PROBLEM: Write out all of the records precisely. Skip anything that is a picture.

PROVIDED INFORMATION:
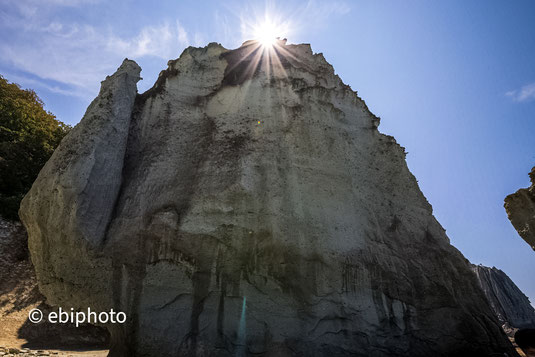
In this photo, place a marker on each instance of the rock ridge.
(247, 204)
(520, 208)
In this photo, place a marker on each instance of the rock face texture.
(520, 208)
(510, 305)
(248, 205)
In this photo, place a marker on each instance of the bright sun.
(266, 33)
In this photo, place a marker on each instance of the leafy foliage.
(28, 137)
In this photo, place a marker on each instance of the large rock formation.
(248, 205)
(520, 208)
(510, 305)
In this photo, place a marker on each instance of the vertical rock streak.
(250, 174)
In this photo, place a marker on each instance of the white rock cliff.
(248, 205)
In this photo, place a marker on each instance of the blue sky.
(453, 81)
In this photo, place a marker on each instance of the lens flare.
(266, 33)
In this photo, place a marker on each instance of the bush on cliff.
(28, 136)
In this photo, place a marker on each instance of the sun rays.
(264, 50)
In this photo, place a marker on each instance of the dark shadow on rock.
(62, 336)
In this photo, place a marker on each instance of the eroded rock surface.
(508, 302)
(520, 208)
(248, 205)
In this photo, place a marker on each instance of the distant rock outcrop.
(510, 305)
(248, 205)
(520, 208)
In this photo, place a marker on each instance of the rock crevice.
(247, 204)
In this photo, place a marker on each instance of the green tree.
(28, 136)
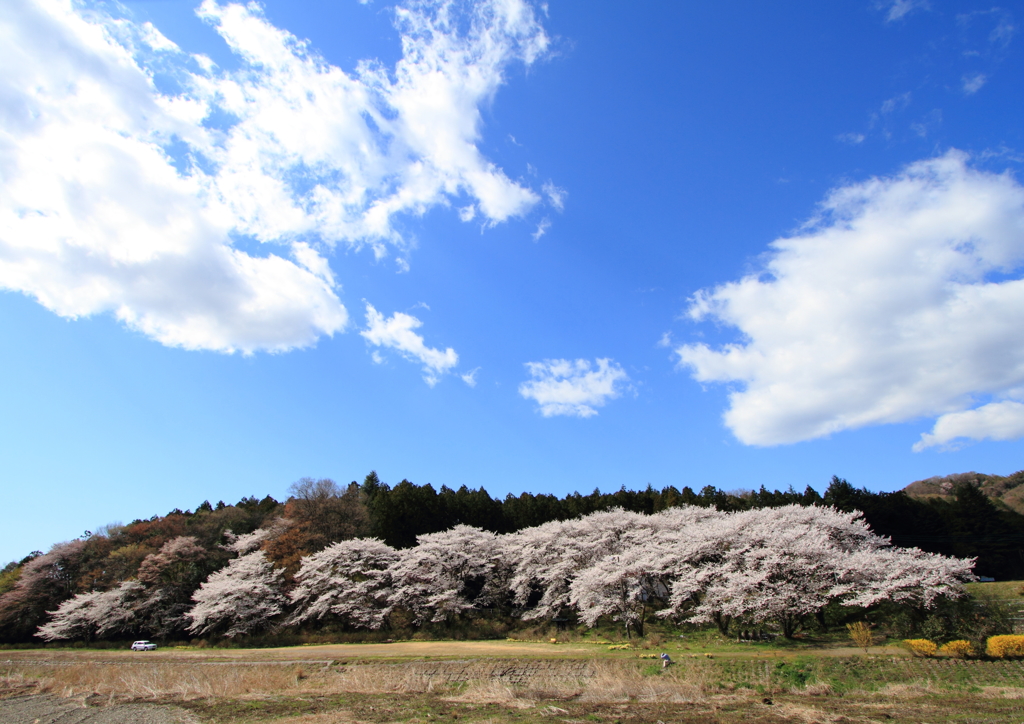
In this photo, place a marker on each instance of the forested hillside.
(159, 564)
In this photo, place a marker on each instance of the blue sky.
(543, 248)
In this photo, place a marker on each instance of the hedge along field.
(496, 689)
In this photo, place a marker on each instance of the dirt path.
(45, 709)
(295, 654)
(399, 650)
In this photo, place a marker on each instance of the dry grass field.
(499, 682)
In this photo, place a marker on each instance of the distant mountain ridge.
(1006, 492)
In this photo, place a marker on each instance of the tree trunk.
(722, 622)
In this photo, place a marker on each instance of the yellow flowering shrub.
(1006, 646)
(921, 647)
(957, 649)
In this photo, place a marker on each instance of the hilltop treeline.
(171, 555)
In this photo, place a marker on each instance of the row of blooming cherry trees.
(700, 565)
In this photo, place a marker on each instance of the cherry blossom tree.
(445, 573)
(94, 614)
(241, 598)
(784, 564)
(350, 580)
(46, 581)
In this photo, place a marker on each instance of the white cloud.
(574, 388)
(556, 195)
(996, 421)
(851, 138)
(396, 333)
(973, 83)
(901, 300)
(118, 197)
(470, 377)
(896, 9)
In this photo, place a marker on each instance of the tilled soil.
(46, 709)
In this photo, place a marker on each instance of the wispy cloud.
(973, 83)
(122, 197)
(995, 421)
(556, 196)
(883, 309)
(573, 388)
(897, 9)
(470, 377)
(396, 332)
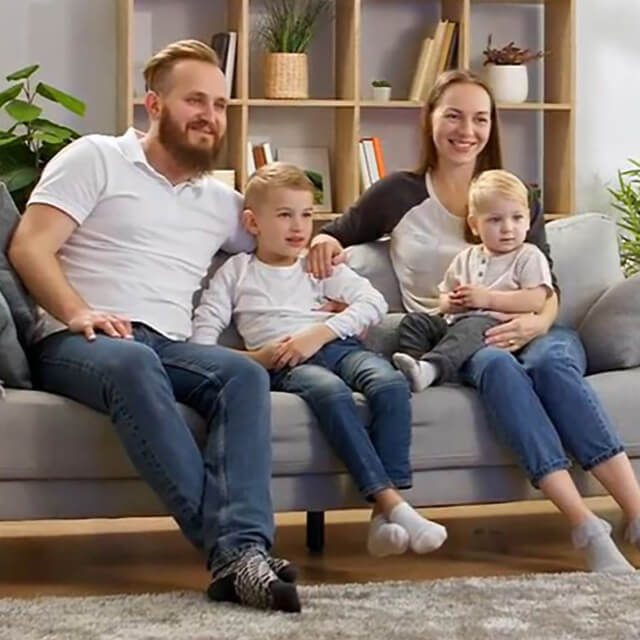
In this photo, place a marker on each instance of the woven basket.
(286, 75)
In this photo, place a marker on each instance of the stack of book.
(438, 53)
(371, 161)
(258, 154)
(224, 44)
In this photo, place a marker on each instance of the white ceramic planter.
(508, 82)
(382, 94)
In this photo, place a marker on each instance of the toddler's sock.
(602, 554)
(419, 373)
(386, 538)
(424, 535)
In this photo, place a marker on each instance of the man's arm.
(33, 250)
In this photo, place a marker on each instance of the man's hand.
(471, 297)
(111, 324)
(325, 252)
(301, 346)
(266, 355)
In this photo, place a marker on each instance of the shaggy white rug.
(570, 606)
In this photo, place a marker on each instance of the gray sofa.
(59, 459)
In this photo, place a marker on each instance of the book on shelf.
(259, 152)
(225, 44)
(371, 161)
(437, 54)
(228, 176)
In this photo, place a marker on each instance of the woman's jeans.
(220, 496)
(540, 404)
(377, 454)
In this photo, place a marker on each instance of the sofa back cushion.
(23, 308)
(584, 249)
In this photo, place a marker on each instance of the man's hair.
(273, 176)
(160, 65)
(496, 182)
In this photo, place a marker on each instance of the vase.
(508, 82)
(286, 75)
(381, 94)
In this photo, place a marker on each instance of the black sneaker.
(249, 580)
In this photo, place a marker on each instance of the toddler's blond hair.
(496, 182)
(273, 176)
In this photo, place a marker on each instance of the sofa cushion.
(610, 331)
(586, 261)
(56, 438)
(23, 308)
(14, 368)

ANSWER BELOW:
In this photo, place a marker on each instance of the rock ridge.
(247, 204)
(520, 208)
In this photo, place a marker on each instance of the rock face texture.
(520, 208)
(510, 305)
(248, 205)
In this photo, place a marker on each instance of the bright sun.
(266, 33)
In this photo, place a marker on each instance of the leafy foliage.
(28, 137)
In this photo, place a marker on each instance of the large rock formation.
(248, 205)
(520, 208)
(510, 305)
In this photo, place a marker on each instance of the vertical rock streak.
(250, 174)
In this photo, place a marker on each instance of the white rock cliff.
(248, 205)
In this photo, place a marker on each instance of the blue sky.
(453, 81)
In this photo, place a marker on each instance of the lens flare.
(266, 33)
In this photo, place a marker on each instance of the bush on cliff.
(28, 136)
In this photo, place a marker on each instance of the sun rays.
(264, 50)
In this photo, place a marker on each instance of the dark shadow on rock.
(62, 336)
In this photo, place a marker on each instance of the eroded rock surface.
(508, 302)
(520, 208)
(248, 205)
In this photo, place a marker on each instance of the distant rock outcrop.
(510, 305)
(248, 205)
(520, 208)
In this photo, place a marker on each instance of the rock crevice.
(247, 204)
In this photo, place a marker on each instance of the green tree.
(28, 136)
In this photo, place a marker on each instance of the forested hillside.
(159, 564)
In this photo, place a marker on each instance of the blue sky.
(543, 248)
In this photo, place a marker on each instance of the hedge along field.
(496, 689)
In this photo, place a marker on each instance of the dirt path.
(45, 709)
(295, 654)
(399, 650)
In this photo, place a marker on each instance of the dry grass field.
(499, 682)
In this photo, place a marker on each instance of the distant mountain ridge.
(1006, 492)
In this photo, place a marker on each instance of the tree trunk.
(722, 622)
In this photo, place a marker on each instance of the yellow flowering shrub.
(1006, 646)
(921, 647)
(957, 649)
In this photo, place a marker on each instance of the hilltop treeline.
(171, 555)
In this photo, place a marker on each instance of the row of blooming cherry trees.
(700, 565)
In this photo, place a marker on each instance of the cherry blossom tree.
(445, 573)
(94, 614)
(241, 598)
(784, 564)
(350, 580)
(46, 581)
In this photo, place a marker on each instance of the white cloud.
(574, 388)
(556, 195)
(996, 421)
(851, 138)
(396, 333)
(973, 83)
(901, 300)
(118, 197)
(470, 377)
(896, 9)
In this photo, place a marker on each instance of the tilled soil.
(46, 709)
In this photo, place a marker on each instance of the wispy cloud.
(973, 83)
(122, 197)
(995, 421)
(556, 196)
(883, 309)
(573, 388)
(897, 9)
(470, 377)
(396, 332)
In this photo, place a marker on each instance of the woven basket.
(286, 75)
In this photo, place a marker on each instance of the stack of book.
(438, 53)
(371, 161)
(258, 154)
(224, 44)
In this photo, place a marker on each instance of the white ceramic planter.
(508, 82)
(382, 94)
In this photo, place a marker on each instance of the toddler's sock.
(602, 554)
(419, 373)
(386, 538)
(424, 535)
In this photo, place a marker on each instance of the man's arm.
(33, 250)
In this photo, place a marker on each instance of the man's hand.
(471, 297)
(111, 324)
(325, 252)
(301, 346)
(266, 355)
In this photo, place a marker on each instance of the shaggy white rug.
(570, 606)
In this photo, place a marker on each instance of the gray sofa.
(59, 459)
In this photo, place a marker on each instance of the book on shelf.
(259, 152)
(225, 44)
(371, 161)
(437, 54)
(228, 176)
In this photo, place a marker on each instance of the woman's jeans.
(220, 496)
(540, 404)
(377, 454)
In this photo, place a marker on each instance of the sofa back cushion.
(23, 308)
(584, 249)
In this photo, place a marker on each instance of the man's hair.
(273, 176)
(160, 65)
(496, 182)
In this photo, place a marker on each instance of the vase.
(508, 82)
(286, 75)
(381, 94)
In this photo, place a marker on each instance of the black sneaker.
(249, 580)
In this photo, place a marker on each instance of the toddler's blond hair.
(496, 182)
(273, 176)
In this photo, place a marker on each instance of the sofa cushion.
(610, 331)
(586, 261)
(56, 438)
(23, 308)
(14, 368)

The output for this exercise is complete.